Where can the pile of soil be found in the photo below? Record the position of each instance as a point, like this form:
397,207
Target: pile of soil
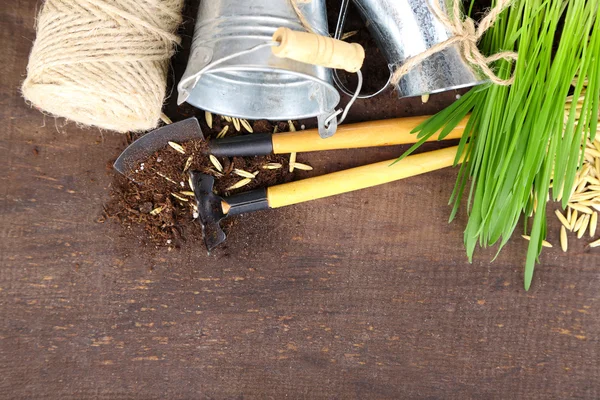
155,199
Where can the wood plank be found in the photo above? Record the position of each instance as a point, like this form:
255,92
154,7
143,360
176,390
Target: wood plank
364,295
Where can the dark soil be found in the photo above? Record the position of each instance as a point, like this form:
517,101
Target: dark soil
155,196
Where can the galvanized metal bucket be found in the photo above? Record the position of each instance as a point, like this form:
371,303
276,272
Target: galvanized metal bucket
406,28
256,85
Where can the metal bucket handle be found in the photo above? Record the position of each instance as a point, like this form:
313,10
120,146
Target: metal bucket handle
339,28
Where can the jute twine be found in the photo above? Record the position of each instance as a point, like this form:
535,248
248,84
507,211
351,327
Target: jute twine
103,63
466,36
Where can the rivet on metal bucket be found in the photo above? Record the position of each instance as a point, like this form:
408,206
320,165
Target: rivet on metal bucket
406,28
256,85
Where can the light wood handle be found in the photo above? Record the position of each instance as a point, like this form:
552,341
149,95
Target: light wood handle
358,178
352,136
318,50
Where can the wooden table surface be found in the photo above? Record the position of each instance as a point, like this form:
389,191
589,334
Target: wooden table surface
367,295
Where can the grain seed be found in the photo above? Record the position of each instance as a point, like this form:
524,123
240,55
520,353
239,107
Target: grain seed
188,163
592,181
581,187
562,219
223,132
292,161
156,211
236,124
272,166
208,118
240,184
564,241
583,209
544,243
578,223
583,228
178,197
179,148
166,177
216,163
584,196
246,125
244,174
303,167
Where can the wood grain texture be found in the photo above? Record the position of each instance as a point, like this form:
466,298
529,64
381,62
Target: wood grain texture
367,295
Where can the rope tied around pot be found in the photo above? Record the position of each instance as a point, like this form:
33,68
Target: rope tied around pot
466,35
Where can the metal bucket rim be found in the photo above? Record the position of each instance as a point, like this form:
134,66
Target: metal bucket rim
252,68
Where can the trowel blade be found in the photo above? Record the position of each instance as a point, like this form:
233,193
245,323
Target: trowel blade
141,149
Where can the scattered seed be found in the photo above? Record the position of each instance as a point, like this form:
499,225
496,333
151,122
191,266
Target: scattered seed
178,197
578,223
216,163
544,243
208,118
165,119
246,125
223,132
272,166
303,167
166,177
564,241
583,209
215,173
236,124
573,219
292,127
177,147
583,228
188,163
592,181
562,219
156,211
292,161
239,184
244,174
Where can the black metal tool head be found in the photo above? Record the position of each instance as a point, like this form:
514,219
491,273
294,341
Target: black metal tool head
141,149
210,209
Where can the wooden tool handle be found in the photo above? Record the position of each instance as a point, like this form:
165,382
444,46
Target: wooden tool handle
358,178
365,134
318,50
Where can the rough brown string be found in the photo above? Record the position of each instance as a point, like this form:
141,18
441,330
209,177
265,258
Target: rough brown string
466,36
103,62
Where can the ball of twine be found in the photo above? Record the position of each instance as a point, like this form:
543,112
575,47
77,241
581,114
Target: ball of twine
103,63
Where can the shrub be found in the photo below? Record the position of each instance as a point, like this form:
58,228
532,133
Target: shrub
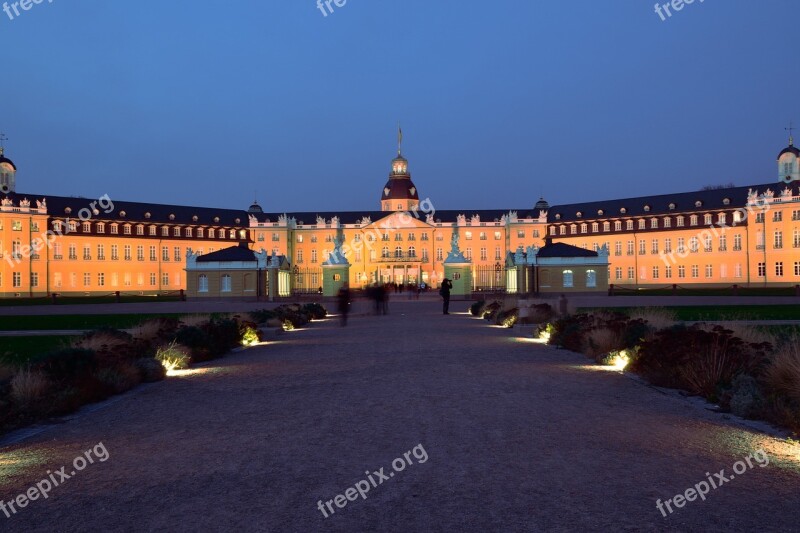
150,369
249,333
702,362
602,341
118,379
263,315
173,357
507,318
477,307
29,387
746,399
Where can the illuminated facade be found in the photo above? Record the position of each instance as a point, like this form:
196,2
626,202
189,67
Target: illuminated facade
78,246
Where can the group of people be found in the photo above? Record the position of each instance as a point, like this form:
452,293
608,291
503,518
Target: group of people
379,294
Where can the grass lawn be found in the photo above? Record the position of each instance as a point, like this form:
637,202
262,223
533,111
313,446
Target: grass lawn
18,350
21,323
724,291
72,300
729,312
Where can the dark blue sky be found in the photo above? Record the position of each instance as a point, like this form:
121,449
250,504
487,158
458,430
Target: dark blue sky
199,102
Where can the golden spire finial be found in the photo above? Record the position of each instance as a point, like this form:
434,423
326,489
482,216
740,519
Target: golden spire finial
399,139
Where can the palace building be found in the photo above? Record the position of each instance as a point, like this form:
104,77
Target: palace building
749,236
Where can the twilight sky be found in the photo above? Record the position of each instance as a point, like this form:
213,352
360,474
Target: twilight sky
203,103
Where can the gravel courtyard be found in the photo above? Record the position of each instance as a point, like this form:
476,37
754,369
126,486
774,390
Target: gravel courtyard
516,437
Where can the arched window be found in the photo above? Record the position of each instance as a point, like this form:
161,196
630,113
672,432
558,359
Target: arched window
202,283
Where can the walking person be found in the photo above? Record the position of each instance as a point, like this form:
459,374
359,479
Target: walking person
344,302
445,292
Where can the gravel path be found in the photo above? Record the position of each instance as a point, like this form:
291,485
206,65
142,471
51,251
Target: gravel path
518,437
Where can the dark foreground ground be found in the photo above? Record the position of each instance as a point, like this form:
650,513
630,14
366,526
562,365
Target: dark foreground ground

_GIVEN INSTRUCTION_:
Please rewrite all the items above with "instance" replaced by "occurrence" wherever it appears, keeping everything else unchanged, and leave out the pictures.

_EXPECTED OUTPUT_:
Where can the pile of soil be found in the photo below? Record the position of each occurrence as a point, like this form:
397,207
Target: pile of soil
155,199
Where can the wood plank be found in the photo above? Record the position of each occurrence as a point, like this form:
255,92
154,7
143,360
176,390
Target: wood plank
364,295
Where can the dark soil be found in the photo above? Record the position of each occurrence as a point, like this form:
517,101
Target: dark soil
155,196
Where can the galvanized metal bucket be found in the photo above? Record the position of each occurrence as a point, like this form:
371,303
276,272
Target: galvanized metal bucket
406,28
256,85
Where can the metal bucket handle be found in the photo above? Record the position of each occurrence as a point, like this form:
313,10
120,146
Target: metal bucket handle
339,28
Where can the jute twine be found in the photo above? Record the position of each occurrence as a point, like this form:
535,248
248,84
507,211
351,327
Target: jute twine
103,63
466,36
Where can the rivet on metal bucket be found in the photo above? Record the position of each occurrence as a point, like this form:
408,206
320,165
Target: rivet on metal bucket
406,28
256,85
Where can the light wood handle be found in the photo above? Record the position of each occurrence as a point, like this form:
552,341
149,95
Target: light wood handle
358,178
352,136
318,50
Where can the wooden table surface be found in the photo above? Record the position of each occurrence as a point, like this form:
389,191
589,334
Target: wooden table surface
367,295
Where can the grain seed be found in the photo above? Record the position of each occurrence as a point, like this form:
524,123
240,55
520,353
239,107
Target: grain seed
188,163
592,181
581,187
562,219
223,132
292,161
156,211
236,124
272,166
208,118
240,184
564,241
583,209
544,243
578,223
583,228
178,197
179,148
166,177
216,163
584,196
246,125
244,174
303,167
Where can the wood grain texture be found in the photo above? Record the position of each occurrence as a point, like this form:
466,298
529,64
381,62
Target: wood grain texture
367,295
Where can the rope tied around pot be found in the photo above? Record the position of each occurrence as a point, like this form:
33,68
Target: rope tied around pot
466,35
Where can the metal bucket rim be found in the photo above? Record the position of each occurrence as a point, like this form:
134,66
Target: metal bucket rim
252,68
Where can the trowel blade be found in the photo above? Record the position of each occurrence as a point, like this form:
233,193
245,323
Target: trowel blade
141,149
Where can the scattered seed be found in the photo above? Record the position of each occurrence as a point, like this form:
499,225
496,333
151,122
191,266
Target: scattered seed
178,197
578,223
216,163
544,243
208,118
165,119
246,125
223,132
272,166
303,167
166,177
564,241
583,209
215,173
236,124
573,219
292,127
177,147
583,228
188,163
592,181
562,219
156,211
292,161
239,184
244,174
Where can the black metal tool head be found in the photo above? Record the position of each occurrence as a point, like this form:
514,219
491,273
294,341
Target: black metal tool head
141,149
210,209
Where can the wooden tool handle be found in the photo above? Record the position of each occurrence as a point, like this form:
165,382
444,46
Target: wooden tool handle
358,178
365,134
318,50
Where can the rough brown string be found in the photo above? Record the position of each occurrence as a point, like this form:
141,18
441,330
209,177
265,258
Target: rough brown string
466,36
103,62
Where can the ball of twine be found in the photo above? Record the position of each occurrence as a point, like this form:
543,112
575,47
77,241
581,114
Target: ball of twine
103,63
Where can the shrub be found in the photo below? Record the position of each occurrence as a point, like this form:
58,228
532,133
Target: shrub
150,369
249,333
702,362
602,341
118,379
263,315
173,357
507,318
477,307
29,387
746,399
Where can the illuminated facade be found in the photo above? Record the position of each occurrence as a point, like this form:
196,2
626,202
189,67
Target: illuminated facade
78,246
Where can the group of people be found in the photo above? Record the position of each occurrence as a point, like this form:
452,293
608,291
503,518
Target: group of people
379,294
Where can the grass lawn be found in the photo above? Record the position of each occurrence as a point, like this form:
637,202
262,223
533,111
313,446
Target: grass lawn
18,350
21,323
724,291
72,300
729,312
Where can the dark blue sky be found in the photo above? Record the position of each occurrence as a point, like this form:
121,449
250,504
487,158
458,430
Target: dark blue sky
199,102
Where can the golden spire finial be found in the photo above? Record the position of each occurrence as a point, like this form:
434,423
326,489
482,216
740,519
Target: golden spire finial
399,139
Where can the palace building be found in the photo above? Record the position of each occurrence as a point, like this form:
104,77
Target: palace building
749,236
Where can the twilight sky be found in the photo above? Record the position of each occurrence as a point, like this form:
213,352
360,474
Target: twilight sky
203,103
Where can the gravel courtyard be found in the photo above? Record the position of each occurrence as a point, like this form:
476,37
754,369
126,486
774,390
Target: gravel courtyard
516,437
Where can the arched window be found in the photo above? Record the position of each occurrence as a point, like this form:
161,196
630,113
672,432
558,359
Target: arched window
202,283
Where can the walking person be found in the photo above? Record the position of each occurrence as a point, like this form:
459,374
359,479
Target: walking person
344,302
445,292
Where can the gravel path be found in the photo above? Record the position of each occurrence as a point, like this form:
291,485
206,65
142,471
51,251
Target: gravel path
518,437
Where can the dark foreground ground be found in the photo above? Record the position of each occurrence as a point, like this form:
650,513
630,14
366,526
562,365
Target: dark foreground ground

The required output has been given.